Instructions to follow: Copy the records word for word, from their first line through the line that contains "positive clicks: (162, 105)", both included.

Supplied material:
= Beginning of Section =

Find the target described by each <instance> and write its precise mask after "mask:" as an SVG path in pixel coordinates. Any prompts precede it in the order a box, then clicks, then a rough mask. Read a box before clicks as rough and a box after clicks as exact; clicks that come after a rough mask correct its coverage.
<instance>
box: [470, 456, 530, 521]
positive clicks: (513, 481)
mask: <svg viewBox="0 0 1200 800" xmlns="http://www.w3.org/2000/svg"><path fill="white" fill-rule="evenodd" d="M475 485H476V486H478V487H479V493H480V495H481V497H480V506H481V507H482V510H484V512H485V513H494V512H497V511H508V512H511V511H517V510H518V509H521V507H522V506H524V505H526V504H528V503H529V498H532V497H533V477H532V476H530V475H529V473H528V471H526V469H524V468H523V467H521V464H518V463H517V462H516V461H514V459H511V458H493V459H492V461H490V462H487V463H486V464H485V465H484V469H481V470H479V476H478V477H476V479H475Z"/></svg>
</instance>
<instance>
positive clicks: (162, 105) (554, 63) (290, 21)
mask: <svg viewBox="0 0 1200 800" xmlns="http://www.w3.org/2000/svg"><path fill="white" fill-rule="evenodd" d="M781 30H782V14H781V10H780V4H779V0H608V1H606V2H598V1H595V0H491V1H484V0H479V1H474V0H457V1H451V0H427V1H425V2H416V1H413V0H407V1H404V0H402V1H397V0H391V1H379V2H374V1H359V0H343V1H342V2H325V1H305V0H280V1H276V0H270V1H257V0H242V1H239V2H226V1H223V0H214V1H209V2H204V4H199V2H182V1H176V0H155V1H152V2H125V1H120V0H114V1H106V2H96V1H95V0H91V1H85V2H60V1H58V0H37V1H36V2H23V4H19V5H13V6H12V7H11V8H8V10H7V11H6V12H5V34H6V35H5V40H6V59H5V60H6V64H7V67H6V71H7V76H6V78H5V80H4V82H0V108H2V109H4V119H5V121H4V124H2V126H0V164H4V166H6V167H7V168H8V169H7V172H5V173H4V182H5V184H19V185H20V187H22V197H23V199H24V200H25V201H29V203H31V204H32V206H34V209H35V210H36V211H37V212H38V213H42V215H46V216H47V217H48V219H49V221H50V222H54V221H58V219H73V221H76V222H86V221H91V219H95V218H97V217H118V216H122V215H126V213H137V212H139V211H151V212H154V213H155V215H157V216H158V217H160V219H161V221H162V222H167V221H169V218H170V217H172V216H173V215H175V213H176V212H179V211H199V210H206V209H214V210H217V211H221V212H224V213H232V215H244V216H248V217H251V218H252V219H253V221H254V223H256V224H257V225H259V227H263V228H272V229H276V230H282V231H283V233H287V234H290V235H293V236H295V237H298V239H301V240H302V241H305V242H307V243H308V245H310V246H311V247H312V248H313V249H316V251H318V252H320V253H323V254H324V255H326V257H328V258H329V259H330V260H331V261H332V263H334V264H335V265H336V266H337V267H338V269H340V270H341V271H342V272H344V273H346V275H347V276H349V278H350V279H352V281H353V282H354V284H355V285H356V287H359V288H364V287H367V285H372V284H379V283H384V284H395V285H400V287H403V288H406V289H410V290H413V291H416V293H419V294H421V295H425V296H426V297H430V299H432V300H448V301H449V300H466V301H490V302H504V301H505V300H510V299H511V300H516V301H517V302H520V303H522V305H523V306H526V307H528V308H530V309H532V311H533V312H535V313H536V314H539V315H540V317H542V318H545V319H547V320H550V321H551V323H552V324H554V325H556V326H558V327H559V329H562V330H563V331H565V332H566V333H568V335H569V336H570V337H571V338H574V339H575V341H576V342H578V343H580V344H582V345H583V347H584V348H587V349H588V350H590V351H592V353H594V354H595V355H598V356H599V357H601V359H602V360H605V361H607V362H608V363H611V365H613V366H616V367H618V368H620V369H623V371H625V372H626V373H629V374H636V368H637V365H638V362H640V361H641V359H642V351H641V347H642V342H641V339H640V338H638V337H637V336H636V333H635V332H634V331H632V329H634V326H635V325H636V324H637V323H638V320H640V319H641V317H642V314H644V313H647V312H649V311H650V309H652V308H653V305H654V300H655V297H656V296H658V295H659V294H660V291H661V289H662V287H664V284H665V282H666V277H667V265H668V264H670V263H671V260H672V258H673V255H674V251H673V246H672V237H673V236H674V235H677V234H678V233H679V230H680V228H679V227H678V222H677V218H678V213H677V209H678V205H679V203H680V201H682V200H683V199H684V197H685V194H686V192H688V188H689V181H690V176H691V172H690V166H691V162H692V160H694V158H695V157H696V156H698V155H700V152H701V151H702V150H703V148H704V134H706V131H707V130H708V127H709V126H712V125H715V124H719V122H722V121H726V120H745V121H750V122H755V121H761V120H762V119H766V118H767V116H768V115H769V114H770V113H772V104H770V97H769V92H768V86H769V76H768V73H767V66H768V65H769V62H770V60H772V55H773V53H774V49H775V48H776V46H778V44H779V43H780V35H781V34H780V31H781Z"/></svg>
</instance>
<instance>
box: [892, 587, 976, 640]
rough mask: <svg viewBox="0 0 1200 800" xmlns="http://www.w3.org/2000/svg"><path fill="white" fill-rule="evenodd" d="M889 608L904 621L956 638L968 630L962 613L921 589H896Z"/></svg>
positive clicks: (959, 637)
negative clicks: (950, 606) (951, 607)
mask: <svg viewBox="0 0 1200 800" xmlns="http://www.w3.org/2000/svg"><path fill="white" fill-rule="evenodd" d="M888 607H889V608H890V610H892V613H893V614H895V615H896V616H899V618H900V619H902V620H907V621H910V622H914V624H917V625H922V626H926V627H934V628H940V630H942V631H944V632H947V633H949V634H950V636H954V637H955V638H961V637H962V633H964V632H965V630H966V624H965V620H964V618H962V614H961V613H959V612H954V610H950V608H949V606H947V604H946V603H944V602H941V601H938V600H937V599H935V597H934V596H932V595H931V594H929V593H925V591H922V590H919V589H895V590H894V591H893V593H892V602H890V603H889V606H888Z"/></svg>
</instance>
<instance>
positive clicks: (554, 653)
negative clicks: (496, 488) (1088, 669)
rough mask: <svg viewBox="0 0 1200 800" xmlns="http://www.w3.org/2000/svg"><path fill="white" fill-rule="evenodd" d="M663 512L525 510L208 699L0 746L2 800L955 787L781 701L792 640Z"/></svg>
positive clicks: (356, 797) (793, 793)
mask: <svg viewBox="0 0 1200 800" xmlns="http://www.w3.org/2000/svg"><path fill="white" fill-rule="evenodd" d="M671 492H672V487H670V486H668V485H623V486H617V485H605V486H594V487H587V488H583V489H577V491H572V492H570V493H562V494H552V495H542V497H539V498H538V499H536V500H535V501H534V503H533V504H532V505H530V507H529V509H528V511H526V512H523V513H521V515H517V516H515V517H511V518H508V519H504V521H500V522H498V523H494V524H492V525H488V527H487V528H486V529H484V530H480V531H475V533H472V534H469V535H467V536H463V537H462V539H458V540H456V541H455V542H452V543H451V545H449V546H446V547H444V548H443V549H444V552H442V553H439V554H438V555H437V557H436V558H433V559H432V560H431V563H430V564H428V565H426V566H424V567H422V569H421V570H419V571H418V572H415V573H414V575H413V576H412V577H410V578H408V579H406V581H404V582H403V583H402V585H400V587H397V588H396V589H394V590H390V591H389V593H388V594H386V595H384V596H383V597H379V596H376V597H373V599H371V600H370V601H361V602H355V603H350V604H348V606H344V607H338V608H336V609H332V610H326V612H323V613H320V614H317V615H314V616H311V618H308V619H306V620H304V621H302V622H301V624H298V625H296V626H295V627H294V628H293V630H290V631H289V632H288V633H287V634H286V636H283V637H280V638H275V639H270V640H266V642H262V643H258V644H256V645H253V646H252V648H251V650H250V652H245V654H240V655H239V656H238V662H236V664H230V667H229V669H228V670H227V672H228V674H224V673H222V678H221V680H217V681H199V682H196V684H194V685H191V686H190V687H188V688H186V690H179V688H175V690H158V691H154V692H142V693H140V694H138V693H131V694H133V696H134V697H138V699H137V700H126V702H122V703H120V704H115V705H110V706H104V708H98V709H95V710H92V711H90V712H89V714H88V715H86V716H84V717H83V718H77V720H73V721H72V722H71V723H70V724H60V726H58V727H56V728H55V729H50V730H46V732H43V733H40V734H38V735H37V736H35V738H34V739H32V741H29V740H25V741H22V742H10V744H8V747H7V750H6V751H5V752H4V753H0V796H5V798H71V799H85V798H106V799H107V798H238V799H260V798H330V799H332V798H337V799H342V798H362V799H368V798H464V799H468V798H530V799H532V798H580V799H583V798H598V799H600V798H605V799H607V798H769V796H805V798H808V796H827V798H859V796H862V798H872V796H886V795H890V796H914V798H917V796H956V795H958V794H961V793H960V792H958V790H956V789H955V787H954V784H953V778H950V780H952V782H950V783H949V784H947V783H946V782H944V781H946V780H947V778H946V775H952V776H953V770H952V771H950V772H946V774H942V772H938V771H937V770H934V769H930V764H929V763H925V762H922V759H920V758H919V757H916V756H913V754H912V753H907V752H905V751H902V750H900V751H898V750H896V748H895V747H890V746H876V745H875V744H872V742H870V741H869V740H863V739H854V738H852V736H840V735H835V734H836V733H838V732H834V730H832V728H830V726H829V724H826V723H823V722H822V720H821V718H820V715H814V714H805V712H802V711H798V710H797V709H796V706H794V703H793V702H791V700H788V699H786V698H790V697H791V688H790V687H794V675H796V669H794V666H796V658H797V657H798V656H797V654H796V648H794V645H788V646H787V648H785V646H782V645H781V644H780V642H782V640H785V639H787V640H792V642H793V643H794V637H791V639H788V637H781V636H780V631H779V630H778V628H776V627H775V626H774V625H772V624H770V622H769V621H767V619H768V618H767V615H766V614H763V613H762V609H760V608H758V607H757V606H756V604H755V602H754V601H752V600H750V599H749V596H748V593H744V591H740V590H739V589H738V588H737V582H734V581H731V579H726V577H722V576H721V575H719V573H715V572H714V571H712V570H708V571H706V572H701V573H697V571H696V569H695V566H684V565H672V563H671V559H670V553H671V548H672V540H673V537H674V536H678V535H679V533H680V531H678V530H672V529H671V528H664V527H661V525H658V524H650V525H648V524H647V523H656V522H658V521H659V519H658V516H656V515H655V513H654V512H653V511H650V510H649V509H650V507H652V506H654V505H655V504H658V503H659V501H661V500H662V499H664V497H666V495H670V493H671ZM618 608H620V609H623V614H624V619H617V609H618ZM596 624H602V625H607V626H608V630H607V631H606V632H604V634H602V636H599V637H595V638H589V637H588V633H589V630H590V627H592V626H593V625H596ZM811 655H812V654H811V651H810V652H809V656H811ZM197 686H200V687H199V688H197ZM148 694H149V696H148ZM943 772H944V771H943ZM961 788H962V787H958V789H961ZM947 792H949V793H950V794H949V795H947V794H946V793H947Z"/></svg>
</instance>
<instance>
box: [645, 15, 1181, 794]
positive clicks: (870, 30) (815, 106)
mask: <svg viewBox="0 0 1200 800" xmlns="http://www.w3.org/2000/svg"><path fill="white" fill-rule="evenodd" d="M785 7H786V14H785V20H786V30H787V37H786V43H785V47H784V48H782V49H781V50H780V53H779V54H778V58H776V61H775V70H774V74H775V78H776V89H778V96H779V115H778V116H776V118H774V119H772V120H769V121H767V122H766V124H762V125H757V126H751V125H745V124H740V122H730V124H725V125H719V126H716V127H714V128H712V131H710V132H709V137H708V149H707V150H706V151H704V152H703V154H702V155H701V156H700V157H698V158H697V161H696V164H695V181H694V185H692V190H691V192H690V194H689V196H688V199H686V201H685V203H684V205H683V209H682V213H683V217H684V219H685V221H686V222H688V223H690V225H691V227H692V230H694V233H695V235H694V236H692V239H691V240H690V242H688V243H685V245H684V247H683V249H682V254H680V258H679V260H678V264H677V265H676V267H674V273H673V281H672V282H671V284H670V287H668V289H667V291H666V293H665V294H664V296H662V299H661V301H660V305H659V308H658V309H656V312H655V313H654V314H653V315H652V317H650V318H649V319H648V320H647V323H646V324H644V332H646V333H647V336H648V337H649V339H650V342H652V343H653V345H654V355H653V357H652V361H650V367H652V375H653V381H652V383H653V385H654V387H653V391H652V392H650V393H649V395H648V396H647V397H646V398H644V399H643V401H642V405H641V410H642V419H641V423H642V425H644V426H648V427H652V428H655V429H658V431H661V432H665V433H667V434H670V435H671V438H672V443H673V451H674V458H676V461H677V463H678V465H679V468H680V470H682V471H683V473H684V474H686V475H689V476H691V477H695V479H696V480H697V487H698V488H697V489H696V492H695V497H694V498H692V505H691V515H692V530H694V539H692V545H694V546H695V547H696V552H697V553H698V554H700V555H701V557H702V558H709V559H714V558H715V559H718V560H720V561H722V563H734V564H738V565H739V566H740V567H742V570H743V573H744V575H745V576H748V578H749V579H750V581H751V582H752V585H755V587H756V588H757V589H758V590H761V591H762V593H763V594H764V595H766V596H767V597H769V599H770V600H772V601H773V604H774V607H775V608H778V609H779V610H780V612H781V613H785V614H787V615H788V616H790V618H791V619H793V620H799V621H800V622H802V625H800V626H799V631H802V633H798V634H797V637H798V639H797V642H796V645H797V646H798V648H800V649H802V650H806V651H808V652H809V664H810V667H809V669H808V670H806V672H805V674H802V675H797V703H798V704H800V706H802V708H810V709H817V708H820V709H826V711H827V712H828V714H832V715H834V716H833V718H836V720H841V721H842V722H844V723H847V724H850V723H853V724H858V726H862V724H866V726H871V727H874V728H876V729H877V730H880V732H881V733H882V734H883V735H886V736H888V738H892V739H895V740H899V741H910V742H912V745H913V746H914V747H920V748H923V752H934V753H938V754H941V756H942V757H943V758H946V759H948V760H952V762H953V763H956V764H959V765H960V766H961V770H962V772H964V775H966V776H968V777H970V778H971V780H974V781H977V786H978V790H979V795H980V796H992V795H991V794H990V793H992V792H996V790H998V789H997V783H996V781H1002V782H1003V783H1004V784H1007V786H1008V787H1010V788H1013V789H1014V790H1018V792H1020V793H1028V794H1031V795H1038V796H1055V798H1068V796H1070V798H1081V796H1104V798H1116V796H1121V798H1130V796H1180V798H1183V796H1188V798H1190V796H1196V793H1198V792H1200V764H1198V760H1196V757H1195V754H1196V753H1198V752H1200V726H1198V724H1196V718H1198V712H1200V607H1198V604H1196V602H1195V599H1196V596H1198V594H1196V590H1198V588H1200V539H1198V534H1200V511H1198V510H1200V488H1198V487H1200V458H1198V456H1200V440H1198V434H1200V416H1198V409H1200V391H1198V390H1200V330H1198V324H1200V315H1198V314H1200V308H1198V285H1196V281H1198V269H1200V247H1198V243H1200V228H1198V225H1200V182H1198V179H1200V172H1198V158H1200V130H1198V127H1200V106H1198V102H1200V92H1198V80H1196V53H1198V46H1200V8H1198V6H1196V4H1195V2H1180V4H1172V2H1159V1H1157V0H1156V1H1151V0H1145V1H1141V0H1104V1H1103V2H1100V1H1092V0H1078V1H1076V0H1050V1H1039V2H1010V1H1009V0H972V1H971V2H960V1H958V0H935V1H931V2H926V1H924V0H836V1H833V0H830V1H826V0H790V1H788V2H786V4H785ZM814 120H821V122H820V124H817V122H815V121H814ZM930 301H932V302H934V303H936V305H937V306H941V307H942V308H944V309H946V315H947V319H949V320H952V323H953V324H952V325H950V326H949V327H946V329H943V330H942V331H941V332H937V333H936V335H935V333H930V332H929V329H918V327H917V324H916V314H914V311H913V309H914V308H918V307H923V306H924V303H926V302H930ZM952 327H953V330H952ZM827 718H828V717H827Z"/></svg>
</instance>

= End of Section =

Exercise response:
Find the target described by each <instance> and write its precise mask after "mask:" as an SVG path in pixel coordinates. Any prompts precede it in the order a box, then clicks, then a rough mask. Read a box before clicks as rough and a box after clicks as exact; clicks that come after a rough mask correct its coverage.
<instance>
box: [470, 456, 530, 521]
positive clicks: (513, 481)
mask: <svg viewBox="0 0 1200 800" xmlns="http://www.w3.org/2000/svg"><path fill="white" fill-rule="evenodd" d="M475 485H476V486H478V487H479V493H480V495H481V497H480V506H481V507H482V510H484V512H485V513H494V512H497V511H508V512H511V511H517V510H518V509H521V507H522V506H524V505H526V504H528V503H529V498H532V497H533V477H532V476H530V475H529V473H528V471H526V469H524V468H523V467H521V464H518V463H517V462H516V461H514V459H511V458H493V459H492V461H490V462H487V463H486V464H485V465H484V469H481V470H479V476H478V477H476V479H475Z"/></svg>
</instance>
<instance>
positive clicks: (162, 105) (554, 63) (290, 21)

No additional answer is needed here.